_PROBLEM REQUIREMENTS:_ Copy out the listing below so that each line matches exactly.

_SOURCE INFORMATION:_
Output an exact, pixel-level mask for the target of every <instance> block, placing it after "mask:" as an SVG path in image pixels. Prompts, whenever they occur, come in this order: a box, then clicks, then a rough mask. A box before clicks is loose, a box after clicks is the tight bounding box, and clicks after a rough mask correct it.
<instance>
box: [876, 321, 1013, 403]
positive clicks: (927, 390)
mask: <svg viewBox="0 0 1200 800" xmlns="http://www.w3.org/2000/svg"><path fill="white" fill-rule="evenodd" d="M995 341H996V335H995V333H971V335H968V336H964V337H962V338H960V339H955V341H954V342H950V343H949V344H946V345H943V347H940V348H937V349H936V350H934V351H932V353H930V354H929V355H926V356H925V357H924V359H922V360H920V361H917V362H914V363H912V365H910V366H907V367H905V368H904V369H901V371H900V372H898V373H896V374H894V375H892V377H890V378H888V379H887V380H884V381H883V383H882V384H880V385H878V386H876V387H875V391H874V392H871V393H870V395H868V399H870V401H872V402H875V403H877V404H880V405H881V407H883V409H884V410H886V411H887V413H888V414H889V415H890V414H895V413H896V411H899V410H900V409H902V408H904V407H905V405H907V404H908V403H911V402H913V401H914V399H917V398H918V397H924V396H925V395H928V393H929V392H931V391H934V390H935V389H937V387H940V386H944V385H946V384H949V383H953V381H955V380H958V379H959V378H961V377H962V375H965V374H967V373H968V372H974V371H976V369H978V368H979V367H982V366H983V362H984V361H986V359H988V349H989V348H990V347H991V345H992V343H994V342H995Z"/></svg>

_TASK RESPONSE:_
Output an exact, pixel-level mask for the target of every <instance> block, placing it after "mask:" as an SVG path in image pixels. Prompts, whenever they occur, come in this order: a box, then clicks, then a rough mask. A box before clicks is loose, a box after clicks is the tight bounding box, and clicks after a rough mask correct it.
<instance>
box: [876, 321, 1013, 403]
positive clicks: (927, 390)
mask: <svg viewBox="0 0 1200 800" xmlns="http://www.w3.org/2000/svg"><path fill="white" fill-rule="evenodd" d="M995 341H996V335H995V333H971V335H968V336H964V337H962V338H960V339H955V341H954V342H950V343H949V344H946V345H943V347H940V348H937V349H936V350H934V351H932V353H930V354H929V355H926V356H925V357H924V359H922V360H920V361H917V362H914V363H912V365H910V366H907V367H905V368H904V369H901V371H900V372H898V373H896V374H894V375H892V377H890V378H888V379H887V380H884V381H883V383H882V384H880V385H878V386H876V387H875V391H874V392H871V393H870V395H868V399H870V401H872V402H875V403H877V404H880V405H881V407H883V409H884V410H886V411H887V413H888V414H889V415H890V414H895V413H896V411H899V410H900V409H902V408H904V407H905V405H907V404H908V403H911V402H913V401H914V399H917V398H918V397H924V396H925V395H928V393H929V392H931V391H934V390H935V389H937V387H940V386H944V385H946V384H949V383H953V381H955V380H958V379H959V378H961V377H962V375H965V374H967V373H968V372H974V371H976V369H978V368H979V367H982V366H983V362H984V361H986V359H988V349H989V348H990V347H991V345H992V343H994V342H995Z"/></svg>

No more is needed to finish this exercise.